Goal
Locate each line in the items below that contains the string "camera", and copy every such line in full. Letter case counts, so a match must have the same capitalization.

Record list
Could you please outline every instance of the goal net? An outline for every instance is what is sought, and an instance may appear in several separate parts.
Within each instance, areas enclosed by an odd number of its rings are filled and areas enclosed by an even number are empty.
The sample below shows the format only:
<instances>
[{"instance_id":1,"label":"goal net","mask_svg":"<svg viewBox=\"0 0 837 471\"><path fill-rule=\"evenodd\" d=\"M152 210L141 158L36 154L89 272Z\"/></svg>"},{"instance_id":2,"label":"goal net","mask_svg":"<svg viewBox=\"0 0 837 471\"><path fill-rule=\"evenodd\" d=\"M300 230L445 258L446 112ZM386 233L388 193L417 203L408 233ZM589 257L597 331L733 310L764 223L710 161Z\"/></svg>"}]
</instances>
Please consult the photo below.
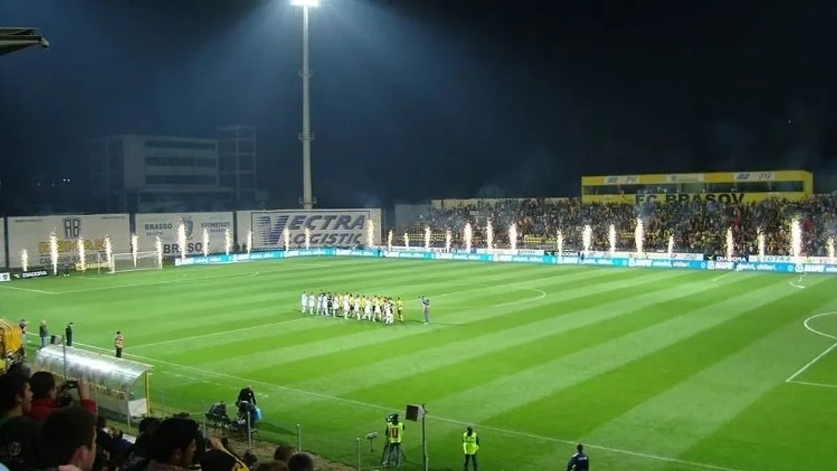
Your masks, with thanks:
<instances>
[{"instance_id":1,"label":"goal net","mask_svg":"<svg viewBox=\"0 0 837 471\"><path fill-rule=\"evenodd\" d=\"M115 253L112 256L111 273L134 272L136 270L159 270L162 268L160 265L157 252L156 251L136 252L136 259L132 253Z\"/></svg>"}]
</instances>

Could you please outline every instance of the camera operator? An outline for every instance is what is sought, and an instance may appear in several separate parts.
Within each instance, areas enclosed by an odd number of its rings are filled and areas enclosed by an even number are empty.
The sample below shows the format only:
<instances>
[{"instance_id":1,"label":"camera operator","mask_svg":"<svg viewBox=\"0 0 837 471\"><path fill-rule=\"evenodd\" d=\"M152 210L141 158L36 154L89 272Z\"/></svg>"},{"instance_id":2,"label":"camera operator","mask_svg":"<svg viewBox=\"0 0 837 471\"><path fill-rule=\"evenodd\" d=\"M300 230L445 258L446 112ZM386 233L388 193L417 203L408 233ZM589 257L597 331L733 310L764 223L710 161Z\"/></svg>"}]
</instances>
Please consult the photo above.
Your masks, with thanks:
<instances>
[{"instance_id":1,"label":"camera operator","mask_svg":"<svg viewBox=\"0 0 837 471\"><path fill-rule=\"evenodd\" d=\"M73 399L69 391L74 389L79 393L79 405L96 413L96 403L90 399L90 388L81 380L68 380L59 388L52 373L38 371L29 378L29 386L32 388L32 408L27 417L30 419L41 422L55 409L71 405Z\"/></svg>"}]
</instances>

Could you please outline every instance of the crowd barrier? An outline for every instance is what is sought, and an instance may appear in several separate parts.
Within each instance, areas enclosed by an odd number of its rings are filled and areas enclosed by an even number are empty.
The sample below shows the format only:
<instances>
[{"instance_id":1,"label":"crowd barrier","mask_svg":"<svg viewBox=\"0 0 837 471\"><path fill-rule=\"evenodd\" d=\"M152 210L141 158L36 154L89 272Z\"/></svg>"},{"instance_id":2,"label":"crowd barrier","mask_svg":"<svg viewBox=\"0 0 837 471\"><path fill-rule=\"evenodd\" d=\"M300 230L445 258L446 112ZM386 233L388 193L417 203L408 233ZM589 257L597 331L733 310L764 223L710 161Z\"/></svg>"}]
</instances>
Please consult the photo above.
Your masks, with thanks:
<instances>
[{"instance_id":1,"label":"crowd barrier","mask_svg":"<svg viewBox=\"0 0 837 471\"><path fill-rule=\"evenodd\" d=\"M793 261L768 261L759 257L737 257L725 259L721 256L706 256L699 254L701 260L694 257L671 258L635 258L628 256L582 256L580 255L515 255L512 251L505 250L501 253L485 253L439 251L388 251L386 249L337 249L315 248L289 251L272 251L215 255L210 256L193 256L176 259L177 267L244 262L257 260L277 260L300 256L353 256L367 258L399 258L409 260L448 260L468 261L488 261L495 263L532 263L543 265L586 265L611 267L647 267L647 268L682 268L691 270L737 270L741 272L772 272L776 273L837 273L837 263L795 263ZM602 252L596 252L601 254ZM657 254L662 255L662 254ZM673 254L683 255L683 254ZM768 257L763 257L768 258ZM788 257L777 257L785 260Z\"/></svg>"}]
</instances>

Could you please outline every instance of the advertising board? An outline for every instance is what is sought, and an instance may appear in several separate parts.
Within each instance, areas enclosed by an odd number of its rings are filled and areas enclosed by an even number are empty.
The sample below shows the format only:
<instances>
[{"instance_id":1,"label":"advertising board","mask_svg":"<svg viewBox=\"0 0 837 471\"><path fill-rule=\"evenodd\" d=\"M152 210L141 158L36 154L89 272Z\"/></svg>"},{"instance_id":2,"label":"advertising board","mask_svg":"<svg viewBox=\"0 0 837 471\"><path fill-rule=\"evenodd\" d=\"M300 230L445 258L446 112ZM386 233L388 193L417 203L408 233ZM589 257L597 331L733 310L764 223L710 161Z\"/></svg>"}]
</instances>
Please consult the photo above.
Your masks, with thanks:
<instances>
[{"instance_id":1,"label":"advertising board","mask_svg":"<svg viewBox=\"0 0 837 471\"><path fill-rule=\"evenodd\" d=\"M253 230L253 249L285 247L284 231L290 236L290 246L305 245L305 230L311 231L311 246L365 246L367 225L372 225L375 245L381 244L381 210L312 210L275 211L238 211L239 243L244 245L248 231Z\"/></svg>"},{"instance_id":2,"label":"advertising board","mask_svg":"<svg viewBox=\"0 0 837 471\"><path fill-rule=\"evenodd\" d=\"M131 251L131 220L128 215L87 215L9 217L8 254L10 267L19 268L25 249L30 267L51 265L49 236L58 240L59 263L78 261L78 241L83 239L85 251L99 251L104 256L105 239L110 237L114 253Z\"/></svg>"},{"instance_id":3,"label":"advertising board","mask_svg":"<svg viewBox=\"0 0 837 471\"><path fill-rule=\"evenodd\" d=\"M156 251L157 238L162 242L164 256L179 255L177 227L183 223L186 230L186 254L203 253L203 231L209 236L208 251L223 252L226 249L226 233L233 234L233 213L154 213L135 217L137 246L140 251Z\"/></svg>"}]
</instances>

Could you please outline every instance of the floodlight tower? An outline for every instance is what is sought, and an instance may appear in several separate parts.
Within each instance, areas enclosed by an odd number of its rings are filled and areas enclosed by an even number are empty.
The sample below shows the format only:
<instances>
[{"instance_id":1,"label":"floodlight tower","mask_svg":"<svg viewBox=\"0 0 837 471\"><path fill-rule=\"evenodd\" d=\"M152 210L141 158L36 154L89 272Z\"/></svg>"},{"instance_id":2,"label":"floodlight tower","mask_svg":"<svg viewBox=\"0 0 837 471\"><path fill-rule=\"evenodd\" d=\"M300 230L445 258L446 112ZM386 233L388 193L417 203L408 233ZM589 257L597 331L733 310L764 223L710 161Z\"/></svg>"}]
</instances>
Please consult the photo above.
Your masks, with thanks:
<instances>
[{"instance_id":1,"label":"floodlight tower","mask_svg":"<svg viewBox=\"0 0 837 471\"><path fill-rule=\"evenodd\" d=\"M290 0L290 3L302 8L302 208L314 208L314 193L311 189L311 71L308 66L308 11L320 6L320 0Z\"/></svg>"}]
</instances>

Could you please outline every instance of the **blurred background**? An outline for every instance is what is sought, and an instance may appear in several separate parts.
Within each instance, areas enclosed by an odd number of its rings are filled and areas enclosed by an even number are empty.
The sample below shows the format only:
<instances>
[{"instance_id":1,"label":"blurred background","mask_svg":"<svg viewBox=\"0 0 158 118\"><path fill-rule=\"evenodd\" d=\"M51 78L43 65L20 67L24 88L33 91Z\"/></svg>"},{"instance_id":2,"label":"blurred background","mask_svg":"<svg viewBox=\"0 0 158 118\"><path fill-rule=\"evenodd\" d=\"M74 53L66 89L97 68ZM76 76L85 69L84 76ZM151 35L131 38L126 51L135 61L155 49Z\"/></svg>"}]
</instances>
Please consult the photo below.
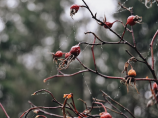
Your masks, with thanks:
<instances>
[{"instance_id":1,"label":"blurred background","mask_svg":"<svg viewBox=\"0 0 158 118\"><path fill-rule=\"evenodd\" d=\"M151 64L149 43L158 29L158 5L156 3L153 3L151 8L147 8L142 3L143 0L85 1L92 12L97 13L100 20L103 20L105 15L109 22L118 19L124 24L130 13L121 9L118 2L126 7L133 7L134 14L143 17L143 23L133 27L137 47ZM17 118L30 108L28 100L37 106L55 106L56 104L51 102L48 94L31 96L39 89L50 90L61 103L64 102L63 94L73 93L79 111L85 108L84 104L77 99L85 100L90 106L92 97L103 100L99 91L101 89L132 111L137 118L157 118L158 105L146 107L151 95L148 82L137 82L140 94L133 87L130 87L130 92L127 93L126 86L119 80L106 80L92 73L54 78L43 83L44 78L57 74L57 65L53 63L49 52L58 50L68 52L80 41L92 42L93 36L85 35L84 32L95 32L106 41L119 40L109 30L99 26L85 8L80 8L74 15L74 20L71 19L70 6L72 4L83 5L82 0L0 0L0 102L9 116ZM120 23L115 23L112 29L120 35L124 30ZM129 32L125 33L124 38L133 43ZM158 38L154 43L154 57L155 70L158 75L157 41ZM135 51L127 45L95 46L94 52L99 72L110 76L124 76L121 72L124 63L130 58L125 52L126 49L138 57ZM81 45L79 59L94 69L90 46ZM132 65L137 72L137 77L152 78L146 65L141 63ZM63 72L71 74L82 69L82 66L75 60ZM123 109L121 110L128 115ZM102 111L103 109L95 109L92 113L99 114ZM62 114L60 109L52 112ZM108 112L113 118L122 117L111 111ZM35 116L31 112L29 118ZM0 117L6 117L1 108Z\"/></svg>"}]
</instances>

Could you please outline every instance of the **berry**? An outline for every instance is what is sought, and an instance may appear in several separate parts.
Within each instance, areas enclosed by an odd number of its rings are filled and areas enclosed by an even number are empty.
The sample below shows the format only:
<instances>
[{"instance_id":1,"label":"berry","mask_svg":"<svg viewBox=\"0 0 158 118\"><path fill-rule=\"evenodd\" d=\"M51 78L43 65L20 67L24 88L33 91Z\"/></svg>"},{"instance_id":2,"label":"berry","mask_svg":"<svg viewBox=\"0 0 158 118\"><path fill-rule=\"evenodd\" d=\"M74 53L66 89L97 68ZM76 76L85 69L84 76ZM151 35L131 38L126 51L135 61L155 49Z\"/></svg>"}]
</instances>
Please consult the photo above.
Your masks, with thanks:
<instances>
[{"instance_id":1,"label":"berry","mask_svg":"<svg viewBox=\"0 0 158 118\"><path fill-rule=\"evenodd\" d=\"M80 46L75 45L71 48L70 53L74 56L78 56L80 54Z\"/></svg>"},{"instance_id":2,"label":"berry","mask_svg":"<svg viewBox=\"0 0 158 118\"><path fill-rule=\"evenodd\" d=\"M112 118L112 116L107 112L102 112L100 115L100 118Z\"/></svg>"},{"instance_id":3,"label":"berry","mask_svg":"<svg viewBox=\"0 0 158 118\"><path fill-rule=\"evenodd\" d=\"M62 57L63 53L62 51L57 51L53 56L54 57Z\"/></svg>"},{"instance_id":4,"label":"berry","mask_svg":"<svg viewBox=\"0 0 158 118\"><path fill-rule=\"evenodd\" d=\"M126 24L128 24L130 26L133 26L136 23L140 23L141 21L142 21L142 17L139 17L137 15L136 16L131 15L127 18L127 23Z\"/></svg>"},{"instance_id":5,"label":"berry","mask_svg":"<svg viewBox=\"0 0 158 118\"><path fill-rule=\"evenodd\" d=\"M70 16L72 17L73 15L75 15L78 12L79 8L80 8L79 5L76 5L76 4L72 5L70 7Z\"/></svg>"},{"instance_id":6,"label":"berry","mask_svg":"<svg viewBox=\"0 0 158 118\"><path fill-rule=\"evenodd\" d=\"M153 89L155 92L157 92L157 84L156 83L153 84Z\"/></svg>"},{"instance_id":7,"label":"berry","mask_svg":"<svg viewBox=\"0 0 158 118\"><path fill-rule=\"evenodd\" d=\"M128 76L135 77L136 76L136 71L134 69L131 69L128 71Z\"/></svg>"},{"instance_id":8,"label":"berry","mask_svg":"<svg viewBox=\"0 0 158 118\"><path fill-rule=\"evenodd\" d=\"M133 15L129 16L129 17L127 18L127 23L126 23L126 24L128 24L128 25L130 25L130 26L135 25L136 22L134 21L134 18L135 18L135 16L133 16Z\"/></svg>"},{"instance_id":9,"label":"berry","mask_svg":"<svg viewBox=\"0 0 158 118\"><path fill-rule=\"evenodd\" d=\"M65 58L69 57L71 55L70 52L65 53Z\"/></svg>"},{"instance_id":10,"label":"berry","mask_svg":"<svg viewBox=\"0 0 158 118\"><path fill-rule=\"evenodd\" d=\"M104 23L105 23L108 27L110 27L110 28L111 28L112 25L113 25L113 23L110 23L110 22L104 22ZM108 28L107 26L104 25L105 28Z\"/></svg>"}]
</instances>

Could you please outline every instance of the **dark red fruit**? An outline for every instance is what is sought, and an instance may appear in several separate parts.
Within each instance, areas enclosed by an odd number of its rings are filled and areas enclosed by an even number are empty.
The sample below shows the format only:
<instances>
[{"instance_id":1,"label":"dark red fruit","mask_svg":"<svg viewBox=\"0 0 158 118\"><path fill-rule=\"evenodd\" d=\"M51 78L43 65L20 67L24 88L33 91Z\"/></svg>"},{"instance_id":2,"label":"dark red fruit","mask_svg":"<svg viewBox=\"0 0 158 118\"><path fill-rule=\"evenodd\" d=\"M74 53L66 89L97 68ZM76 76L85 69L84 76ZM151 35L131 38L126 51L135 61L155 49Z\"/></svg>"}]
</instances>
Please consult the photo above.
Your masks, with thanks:
<instances>
[{"instance_id":1,"label":"dark red fruit","mask_svg":"<svg viewBox=\"0 0 158 118\"><path fill-rule=\"evenodd\" d=\"M107 112L102 112L100 115L100 118L112 118L112 116Z\"/></svg>"},{"instance_id":2,"label":"dark red fruit","mask_svg":"<svg viewBox=\"0 0 158 118\"><path fill-rule=\"evenodd\" d=\"M153 84L153 89L157 93L158 89L157 89L157 84L156 83Z\"/></svg>"},{"instance_id":3,"label":"dark red fruit","mask_svg":"<svg viewBox=\"0 0 158 118\"><path fill-rule=\"evenodd\" d=\"M113 23L110 23L110 22L104 22L104 23L105 23L108 27L110 27L110 28L111 28L112 25L113 25ZM105 28L108 28L107 26L104 25Z\"/></svg>"},{"instance_id":4,"label":"dark red fruit","mask_svg":"<svg viewBox=\"0 0 158 118\"><path fill-rule=\"evenodd\" d=\"M135 19L135 16L133 16L133 15L129 16L129 17L127 18L127 23L126 23L126 24L128 24L128 25L130 25L130 26L135 25L136 22L135 22L134 19Z\"/></svg>"},{"instance_id":5,"label":"dark red fruit","mask_svg":"<svg viewBox=\"0 0 158 118\"><path fill-rule=\"evenodd\" d=\"M55 54L54 54L54 57L62 57L63 53L62 51L57 51Z\"/></svg>"},{"instance_id":6,"label":"dark red fruit","mask_svg":"<svg viewBox=\"0 0 158 118\"><path fill-rule=\"evenodd\" d=\"M80 8L80 6L79 5L72 5L71 7L70 7L70 9L75 9L75 12L77 13L77 11L79 10L79 8Z\"/></svg>"},{"instance_id":7,"label":"dark red fruit","mask_svg":"<svg viewBox=\"0 0 158 118\"><path fill-rule=\"evenodd\" d=\"M65 53L65 58L69 57L71 55L70 52Z\"/></svg>"},{"instance_id":8,"label":"dark red fruit","mask_svg":"<svg viewBox=\"0 0 158 118\"><path fill-rule=\"evenodd\" d=\"M78 56L80 54L80 46L75 45L71 48L70 53L74 56Z\"/></svg>"},{"instance_id":9,"label":"dark red fruit","mask_svg":"<svg viewBox=\"0 0 158 118\"><path fill-rule=\"evenodd\" d=\"M73 15L75 15L78 12L79 8L79 5L72 5L70 7L70 16L73 17Z\"/></svg>"}]
</instances>

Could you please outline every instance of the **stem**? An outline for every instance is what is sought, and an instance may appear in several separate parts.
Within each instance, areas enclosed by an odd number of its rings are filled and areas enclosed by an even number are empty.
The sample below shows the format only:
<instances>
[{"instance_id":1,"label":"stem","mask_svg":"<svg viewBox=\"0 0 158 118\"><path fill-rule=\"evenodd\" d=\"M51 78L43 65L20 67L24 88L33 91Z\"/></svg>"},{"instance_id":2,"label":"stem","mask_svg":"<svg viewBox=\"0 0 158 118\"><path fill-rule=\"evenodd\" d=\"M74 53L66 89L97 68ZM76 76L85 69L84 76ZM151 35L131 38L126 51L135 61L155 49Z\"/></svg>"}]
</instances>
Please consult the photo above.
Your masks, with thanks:
<instances>
[{"instance_id":1,"label":"stem","mask_svg":"<svg viewBox=\"0 0 158 118\"><path fill-rule=\"evenodd\" d=\"M9 115L7 114L6 110L4 109L4 107L3 107L3 105L2 105L1 103L0 103L0 106L1 106L1 108L2 108L2 110L3 110L3 112L5 113L5 115L7 116L7 118L10 118Z\"/></svg>"},{"instance_id":2,"label":"stem","mask_svg":"<svg viewBox=\"0 0 158 118\"><path fill-rule=\"evenodd\" d=\"M95 40L96 40L96 37L94 37L93 44L95 43ZM97 66L96 66L96 63L95 63L95 56L94 56L94 50L93 49L94 49L94 45L92 45L91 50L92 50L92 55L93 55L93 61L94 61L95 70L97 72Z\"/></svg>"},{"instance_id":3,"label":"stem","mask_svg":"<svg viewBox=\"0 0 158 118\"><path fill-rule=\"evenodd\" d=\"M134 37L134 32L133 32L133 27L132 26L131 26L131 30L132 30L132 37L133 37L134 47L136 47L136 41L135 41L135 37Z\"/></svg>"},{"instance_id":4,"label":"stem","mask_svg":"<svg viewBox=\"0 0 158 118\"><path fill-rule=\"evenodd\" d=\"M52 96L53 101L58 103L60 106L62 106L62 104L55 99L53 94L50 91L46 90L46 89L41 89L41 90L35 91L32 95L36 95L37 93L42 92L42 91L45 91L45 92L49 93Z\"/></svg>"},{"instance_id":5,"label":"stem","mask_svg":"<svg viewBox=\"0 0 158 118\"><path fill-rule=\"evenodd\" d=\"M154 53L153 53L153 43L154 43L154 40L156 38L158 34L158 30L156 31L155 35L153 36L153 39L151 40L151 43L150 43L150 48L151 48L151 57L152 57L152 69L154 70Z\"/></svg>"},{"instance_id":6,"label":"stem","mask_svg":"<svg viewBox=\"0 0 158 118\"><path fill-rule=\"evenodd\" d=\"M45 83L47 80L53 79L53 78L55 78L55 77L70 77L70 76L74 76L74 75L77 75L77 74L79 74L79 73L84 73L84 72L88 72L88 70L78 71L78 72L73 73L73 74L64 74L64 75L54 75L54 76L50 76L50 77L44 79L43 82Z\"/></svg>"},{"instance_id":7,"label":"stem","mask_svg":"<svg viewBox=\"0 0 158 118\"><path fill-rule=\"evenodd\" d=\"M119 114L123 115L125 118L128 118L124 113L122 113L117 107L115 107L115 105L113 105L106 97L104 97L105 100L117 111L119 111Z\"/></svg>"}]
</instances>

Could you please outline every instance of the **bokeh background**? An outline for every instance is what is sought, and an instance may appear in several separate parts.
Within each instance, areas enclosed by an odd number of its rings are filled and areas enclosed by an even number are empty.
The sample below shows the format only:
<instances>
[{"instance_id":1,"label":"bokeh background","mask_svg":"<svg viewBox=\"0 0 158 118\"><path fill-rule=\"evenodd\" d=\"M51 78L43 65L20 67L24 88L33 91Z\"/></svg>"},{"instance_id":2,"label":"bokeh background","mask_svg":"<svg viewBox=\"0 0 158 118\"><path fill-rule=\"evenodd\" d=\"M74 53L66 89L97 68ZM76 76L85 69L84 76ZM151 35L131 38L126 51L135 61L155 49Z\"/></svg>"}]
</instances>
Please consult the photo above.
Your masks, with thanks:
<instances>
[{"instance_id":1,"label":"bokeh background","mask_svg":"<svg viewBox=\"0 0 158 118\"><path fill-rule=\"evenodd\" d=\"M143 0L85 1L92 12L97 13L99 19L103 20L105 15L110 22L118 19L126 23L130 15L128 11L120 8L118 2L127 7L133 7L134 14L143 17L143 23L133 27L137 47L151 64L149 43L158 29L156 3L153 3L151 8L147 8ZM84 32L95 32L106 41L119 40L110 31L99 26L84 8L80 8L74 20L71 19L70 6L74 3L83 5L82 0L0 0L0 102L9 116L17 118L30 108L28 100L37 106L55 106L48 94L31 96L39 89L50 90L60 102L64 101L63 94L74 93L75 104L79 111L85 108L84 104L77 99L81 98L91 105L92 97L103 99L99 91L101 89L131 110L137 118L157 118L158 105L146 107L151 95L148 82L137 82L140 94L137 94L134 88L130 88L130 92L127 93L126 86L119 80L106 80L92 73L54 78L43 83L44 78L57 74L57 65L53 63L49 52L57 50L68 52L79 41L92 42L93 36L85 35ZM112 29L121 35L124 28L120 23L115 23ZM132 43L132 35L129 32L126 32L124 38ZM154 43L156 75L158 75L157 41L158 38ZM138 57L134 50L126 45L94 47L99 72L111 76L124 76L121 72L124 63L130 58L125 52L126 49ZM81 46L79 59L94 69L90 46ZM137 77L152 78L146 65L141 63L132 65L137 72ZM82 69L82 66L74 61L63 72L73 73ZM121 110L128 115L123 109ZM95 109L92 113L99 114L101 111L103 109ZM52 112L62 114L60 109ZM114 118L122 117L110 113ZM29 118L35 116L34 113L30 113ZM5 118L1 109L0 117Z\"/></svg>"}]
</instances>

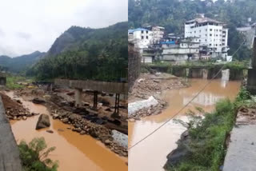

Answer to this exercise
Could you please outline every instance of the camera operator? An outline for every instance is what is sought, and an instance may appear in several separate parts.
[{"instance_id":1,"label":"camera operator","mask_svg":"<svg viewBox=\"0 0 837 471\"><path fill-rule=\"evenodd\" d=\"M152 210L141 158L36 154L89 272Z\"/></svg>"},{"instance_id":2,"label":"camera operator","mask_svg":"<svg viewBox=\"0 0 837 471\"><path fill-rule=\"evenodd\" d=\"M300 230L445 258L446 112ZM386 233L388 193L417 203L408 233ZM589 257L597 331L733 310L764 223L710 161Z\"/></svg>"}]
[{"instance_id":1,"label":"camera operator","mask_svg":"<svg viewBox=\"0 0 837 471\"><path fill-rule=\"evenodd\" d=\"M73 399L69 391L74 389L79 393L79 405L96 413L96 403L90 399L90 388L81 380L68 380L59 388L52 373L38 371L29 378L29 386L32 388L32 408L27 417L30 419L41 422L55 409L71 405Z\"/></svg>"}]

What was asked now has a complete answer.